Entries shown

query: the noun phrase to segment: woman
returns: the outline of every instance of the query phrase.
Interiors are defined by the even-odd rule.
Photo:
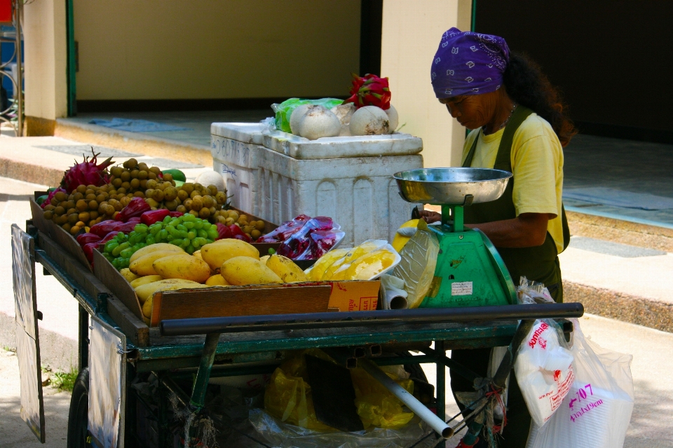
[[[465,207],[465,223],[488,236],[515,283],[522,276],[543,283],[554,300],[562,302],[557,255],[570,237],[561,202],[562,148],[576,130],[564,115],[557,92],[536,64],[510,55],[503,38],[456,28],[442,36],[430,72],[440,102],[472,130],[462,166],[514,174],[499,200]],[[421,216],[428,222],[440,218],[429,211]],[[490,352],[454,350],[451,358],[486,377]],[[451,374],[451,386],[454,395],[474,391],[457,374]],[[500,446],[525,447],[531,417],[513,372],[507,419]]]

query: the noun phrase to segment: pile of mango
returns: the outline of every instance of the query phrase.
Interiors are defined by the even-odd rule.
[[[148,325],[152,297],[159,291],[308,281],[292,260],[276,254],[260,258],[257,248],[240,239],[218,239],[193,255],[157,243],[135,252],[129,262],[120,273],[135,290]]]

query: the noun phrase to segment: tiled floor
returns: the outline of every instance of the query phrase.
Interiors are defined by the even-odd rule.
[[[92,118],[135,118],[189,127],[189,131],[151,135],[210,146],[210,123],[257,122],[271,116],[271,108],[255,111],[81,113],[67,120],[88,123]],[[564,188],[606,187],[634,193],[673,197],[673,145],[577,135],[564,150]],[[642,210],[566,198],[569,210],[626,220],[673,227],[673,209]]]

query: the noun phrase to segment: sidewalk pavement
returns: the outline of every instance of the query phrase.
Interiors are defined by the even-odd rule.
[[[673,391],[667,382],[673,370],[673,334],[593,315],[580,321],[584,334],[601,346],[633,354],[636,400],[624,448],[673,448]],[[45,388],[47,444],[41,445],[19,417],[18,366],[16,356],[8,354],[0,350],[0,447],[64,448],[70,394]],[[422,367],[436,386],[434,365]],[[447,370],[447,384],[449,381]],[[458,407],[447,391],[447,415],[456,412]],[[447,447],[455,447],[460,437],[453,438]]]

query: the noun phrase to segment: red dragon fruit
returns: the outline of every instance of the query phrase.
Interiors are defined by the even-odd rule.
[[[390,88],[388,78],[379,78],[367,74],[360,77],[353,74],[353,87],[351,97],[344,104],[353,103],[358,108],[365,106],[376,106],[384,111],[390,107]]]
[[[93,148],[91,148],[91,153],[93,157],[90,160],[87,157],[84,158],[84,162],[81,163],[76,163],[76,160],[75,164],[65,172],[63,180],[61,181],[61,187],[65,188],[68,193],[72,193],[81,185],[95,185],[100,187],[108,183],[107,167],[114,163],[111,160],[112,158],[108,158],[98,165],[96,164],[98,154],[93,152]]]

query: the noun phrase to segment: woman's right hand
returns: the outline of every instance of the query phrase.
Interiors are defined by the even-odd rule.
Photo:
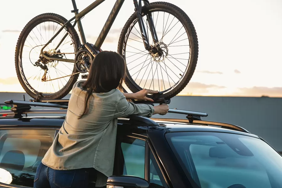
[[[159,114],[160,115],[165,115],[169,109],[168,105],[167,104],[161,104],[154,107],[155,112],[154,114]]]

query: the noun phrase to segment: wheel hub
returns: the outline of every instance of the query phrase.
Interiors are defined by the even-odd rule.
[[[168,54],[168,49],[166,45],[161,42],[151,47],[149,53],[154,60],[157,62],[163,61]]]
[[[78,51],[75,60],[76,67],[78,71],[81,73],[88,72],[92,59],[92,56],[88,50],[81,50]]]

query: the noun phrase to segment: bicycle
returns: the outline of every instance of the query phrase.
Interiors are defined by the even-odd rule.
[[[79,13],[75,0],[72,0],[71,12],[75,16],[70,19],[45,13],[26,24],[18,41],[15,64],[20,82],[31,97],[63,98],[71,90],[79,74],[88,72],[124,1],[117,0],[93,44],[86,41],[81,20],[105,0],[96,0]],[[150,3],[148,0],[133,3],[135,12],[123,27],[118,47],[126,62],[125,82],[133,92],[152,89],[159,91],[158,97],[170,98],[184,88],[195,71],[198,55],[195,28],[187,14],[173,4]],[[163,18],[159,18],[162,16]],[[74,28],[76,24],[81,42]],[[176,33],[174,36],[170,33],[172,31]],[[133,65],[138,60],[141,62]],[[81,78],[87,76],[82,75]]]

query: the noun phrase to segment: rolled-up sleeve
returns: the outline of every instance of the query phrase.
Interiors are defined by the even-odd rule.
[[[116,105],[114,116],[116,118],[124,118],[131,115],[139,115],[150,117],[154,112],[151,105],[145,104],[135,104],[126,100],[123,95],[121,95]]]

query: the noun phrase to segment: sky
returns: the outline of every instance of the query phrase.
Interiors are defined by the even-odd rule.
[[[107,0],[82,19],[88,42],[95,43],[115,1]],[[282,1],[166,1],[186,13],[199,41],[196,70],[180,95],[282,97]],[[93,2],[77,1],[76,4],[81,11]],[[11,2],[1,3],[10,7]],[[0,25],[0,92],[24,92],[16,73],[14,52],[25,24],[43,13],[56,13],[67,19],[74,16],[69,1],[50,0],[44,6],[35,0],[13,3],[12,9],[2,10],[7,16]],[[117,51],[121,30],[133,8],[132,1],[125,1],[102,50]]]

Problem to solve
Lay out every line of the listing above as a Markdown table with two columns, Row and Line, one numbered row per line and no blank lines. Leave the pictures out of the table.

Problem solution
| Row | Line |
|---|---|
| 1 | query: the noun phrase to segment: woman |
| 2 | returns: the outline of every instance of the query phrase. |
| 3 | Interiors are defined by the even-odd rule. |
| 4 | Photo: |
| 5 | [[[465,207],[465,223],[488,236],[515,283],[522,276],[543,283],[554,300],[562,302],[557,255],[570,237],[561,202],[562,148],[576,130],[564,115],[557,92],[536,64],[510,55],[503,38],[456,28],[442,36],[430,72],[440,102],[472,130],[462,166],[514,174],[499,200]],[[421,216],[428,222],[440,218],[429,211]],[[490,352],[454,350],[451,358],[486,377]],[[451,374],[451,386],[454,395],[474,391],[457,374]],[[500,446],[525,447],[531,417],[513,372],[507,419]]] |
| 6 | query: the noun phrase to segment: pile of mango |
| 7 | returns: the outline of every instance of the query phrase. |
| 8 | Interiors are defined by the even-odd rule. |
| 9 | [[[148,325],[152,297],[159,291],[308,281],[292,260],[276,254],[260,258],[257,248],[240,239],[218,239],[193,255],[157,243],[135,252],[129,262],[120,273],[135,290]]] |
| 10 | query: the noun phrase to segment: tiled floor |
| 11 | returns: the outline of every instance of the query phrase. |
| 12 | Interiors are defined by the even-odd rule. |
| 13 | [[[92,118],[135,118],[189,127],[189,131],[151,135],[210,146],[210,123],[257,122],[271,116],[271,108],[255,111],[81,113],[67,120],[88,123]],[[564,188],[606,187],[634,193],[673,197],[673,145],[577,135],[564,150]],[[642,210],[566,198],[569,210],[626,220],[673,227],[673,209]]] |
| 14 | query: the noun phrase to segment: sidewalk pavement |
| 15 | returns: the outline of every instance of the query phrase. |
| 16 | Interiors are defined by the even-odd rule. |
| 17 | [[[673,391],[667,382],[673,370],[673,334],[593,315],[580,321],[584,334],[601,346],[633,354],[636,400],[624,448],[673,448]],[[45,388],[47,444],[41,445],[19,417],[18,366],[16,356],[8,354],[0,350],[0,447],[64,448],[70,394]],[[422,367],[436,386],[434,365]],[[447,370],[447,384],[449,381]],[[458,407],[447,391],[447,415],[456,412]],[[447,447],[455,447],[460,437],[453,438]]] |
| 18 | query: the noun phrase to segment: red dragon fruit |
| 19 | returns: the outline of every instance of the query phrase. |
| 20 | Interiors are defined by the even-odd rule. |
| 21 | [[[390,88],[388,78],[379,78],[367,74],[360,77],[353,74],[353,87],[351,97],[344,104],[353,103],[358,108],[365,106],[376,106],[384,111],[390,107]]] |
| 22 | [[[93,148],[91,148],[91,153],[93,157],[90,160],[87,157],[84,158],[84,162],[81,163],[76,163],[76,160],[75,164],[65,172],[63,180],[61,181],[61,187],[65,188],[68,193],[72,193],[81,185],[95,185],[100,187],[108,183],[107,167],[114,163],[111,160],[112,158],[108,158],[98,165],[96,164],[98,154],[93,152]]] |
| 23 | query: the noun phrase to segment: woman's right hand |
| 24 | returns: the outline of every instance of the query phrase. |
| 25 | Interiors are defined by the even-odd rule. |
| 26 | Photo: |
| 27 | [[[159,114],[160,115],[165,115],[169,109],[168,105],[167,104],[161,104],[154,107],[155,112],[154,114]]] |
| 28 | query: the noun phrase to segment: wheel hub |
| 29 | returns: the outline of every instance of the query phrase. |
| 30 | Interiors are defined by the even-odd rule. |
| 31 | [[[168,54],[168,49],[166,45],[161,42],[151,47],[149,53],[154,60],[157,62],[163,61]]] |
| 32 | [[[78,51],[75,60],[76,67],[78,71],[81,73],[88,72],[92,59],[92,56],[88,50],[81,50]]] |
| 33 | query: the noun phrase to segment: bicycle |
| 34 | returns: the outline of every instance of the query phrase. |
| 35 | Interiors are defined by the even-odd rule. |
| 36 | [[[79,13],[75,0],[72,0],[71,12],[75,16],[70,19],[45,13],[26,24],[18,41],[15,64],[20,82],[31,97],[63,98],[71,90],[79,74],[88,72],[124,1],[117,0],[93,44],[86,41],[81,20],[105,0],[96,0]],[[150,3],[148,0],[133,3],[135,12],[123,27],[118,47],[126,62],[125,82],[133,92],[152,89],[159,91],[158,97],[170,98],[184,88],[195,71],[198,55],[195,28],[187,14],[173,4]],[[163,18],[159,18],[162,16]],[[74,28],[76,24],[81,42]],[[176,33],[174,36],[170,33],[172,31]],[[133,65],[138,60],[141,62]],[[81,78],[87,76],[82,75]]] |
| 37 | query: the noun phrase to segment: rolled-up sleeve |
| 38 | returns: the outline of every instance of the query phrase. |
| 39 | Interiors are defined by the even-odd rule. |
| 40 | [[[116,105],[114,116],[116,118],[124,118],[131,115],[139,115],[150,117],[154,112],[151,105],[145,104],[135,104],[126,100],[123,95],[121,95]]] |
| 41 | query: the noun phrase to segment: sky |
| 42 | returns: the outline of every instance of the query phrase. |
| 43 | Interiors are defined by the even-odd rule. |
| 44 | [[[107,0],[82,19],[88,42],[95,43],[115,1]],[[282,1],[166,1],[186,13],[199,41],[196,70],[180,95],[282,97]],[[93,2],[77,1],[76,4],[81,11]],[[11,2],[1,3],[10,7]],[[0,25],[0,92],[24,92],[16,73],[14,52],[25,24],[43,13],[56,13],[67,19],[74,16],[69,1],[50,0],[44,6],[35,0],[13,3],[12,9],[2,10],[7,16]],[[117,51],[121,30],[133,8],[132,1],[125,1],[102,50]]] |